◆ **WHAT YOU WILL DO**: Will you write out all the entries below exactly?

[Referring expression pointing data]

────

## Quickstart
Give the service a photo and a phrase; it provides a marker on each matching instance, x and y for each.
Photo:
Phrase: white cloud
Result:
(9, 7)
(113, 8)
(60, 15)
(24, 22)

────

◆ **SOLUTION TO THIS EXERCISE**:
## Quickstart
Give the service a photo and a phrase; it provides a marker on each matching instance, x and y for each.
Photo:
Phrase: white cloud
Result:
(9, 7)
(113, 8)
(60, 15)
(24, 22)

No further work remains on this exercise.